# Document excerpt

San Francisco Opera's Powerful Look at Socio-political Dystopia

By: - Sep 19, 2024

Those of us with any literary bent who have spent most of our lives in the 20th century will be familiar with the theme of political dystopia.  Among the notable works and their distinguished authors to deal with the subject are It Couldn’t Happen Here (1935) by Sinclair Lewis; Animal Farm (1945) and 1984 (1949) by George Orwell; and The Handmaid’s Tale (1985) by Margaret Atwood.  These works provoke intellectual contemplation and elicit caution, but we Americans were convinced that “it couldn’t happen here.”

Events of recent years suggest otherwise – movements to have state governments dictate women’s reproductive behavior; to fund parochial schools with tax dollars; to force the Bible into public school curriculum; to ban books; to threaten political opponents with incarceration; to stifle voting rights from one part of the political spectrum; and to institutionalize lying in a Machiavellian manner all lead down the totalitarian path presciently predictive by these authors.

San Francisco Opera takes on this seldom produced but highly intense work which debuted in 2000 at a particularly poignant time in our nation’s history.  Its rendering exudes artistic excellence in the production of the complex music; conquering the challenging vocal tract; and depicting the austere regimentation of the dystopian world.  That said, not everyone will appreciate it.  The narrative crushes the spirit without significant relief, making the storyline a cultural experience valued for its provocation and learning rather than for pleasure.  The music ably reflects the story, and it does provide interest.

The oft adapted The Handmaid’s Tale chills with its societal strictures, philosophically based on the notion of “freedom from…” rather than our cherished “freedom to...”  Set in the near future, the nation of Gilead has replaced the United States, as Christian fundamentalists overpowered the elected government and replaced civil rights with pernicious patriarchy and rules derived from The Ten Commandments, a veritable corollary to the Taliban.

The rigidity of society is evidenced in the staging with its visual austerity and regularity.  The set largely appears in two dimensions with a dominance of straight lines and right angles, with an absence of capricious humanity.   Several classes of denizens wear specified garb to comply with regulations.  The titular handmaids, who function as mobile wombs to breed babies for infertile wives, are dressed in red with white caps or winged cornettes as headpieces.  In the misogynistic society, their members are named after their current master, the central character being Offred, i.e., the sexual slave “of Fred.”

# Request
Return everything in the review of San Francisco Opera's The Handmaid's Tale from "Events of recent" down to "by these authors.", copied word for word. The records that follow have no connection to the review of the opera above.

# Given data
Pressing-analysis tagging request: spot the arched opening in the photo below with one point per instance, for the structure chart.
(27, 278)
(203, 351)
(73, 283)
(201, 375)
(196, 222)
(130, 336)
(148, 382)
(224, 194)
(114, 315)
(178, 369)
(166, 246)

# Final result
Events of recent years suggest otherwise – movements to have state governments dictate women’s reproductive behavior; to fund parochial schools with tax dollars; to force the Bible into public school curriculum; to ban books; to threaten political opponents with incarceration; to stifle voting rights from one part of the political spectrum; and to institutionalize lying in a Machiavellian manner all lead down the totalitarian path presciently predictive by these authors.